__EXERCISE MATERIAL__:
┌────────
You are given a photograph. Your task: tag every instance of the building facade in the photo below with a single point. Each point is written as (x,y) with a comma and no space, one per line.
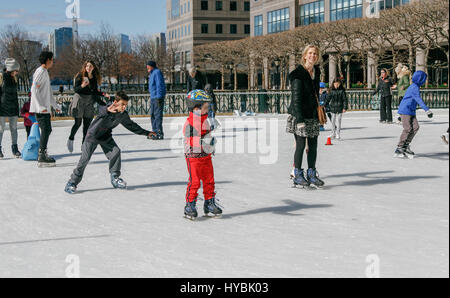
(195,22)
(60,40)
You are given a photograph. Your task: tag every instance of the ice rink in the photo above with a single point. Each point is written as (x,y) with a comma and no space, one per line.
(376,216)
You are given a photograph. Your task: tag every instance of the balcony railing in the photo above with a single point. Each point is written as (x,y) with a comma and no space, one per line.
(259,102)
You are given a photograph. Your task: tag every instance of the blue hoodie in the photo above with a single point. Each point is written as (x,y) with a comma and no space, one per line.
(156,84)
(412,98)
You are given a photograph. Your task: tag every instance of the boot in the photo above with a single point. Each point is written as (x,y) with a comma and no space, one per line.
(300,178)
(313,178)
(16,151)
└────────
__REQUIREMENTS__: Reproduce the records word for word, beginning with the line that contains "of the blue" and continuing through the last line of the records.

__RESULT OF THE EXERCISE__:
You are given a photograph. Your task: tag every instance of the blue hoodie in the photo above with a single point. Each point is written as (x,y) with a comma and no space, one per line.
(156,84)
(412,98)
You are given a photograph. Your task: tag every instance of the boot in the photo above with a single point. Each point is written as (x,y) with a comma and no space, one per line.
(300,178)
(313,178)
(16,151)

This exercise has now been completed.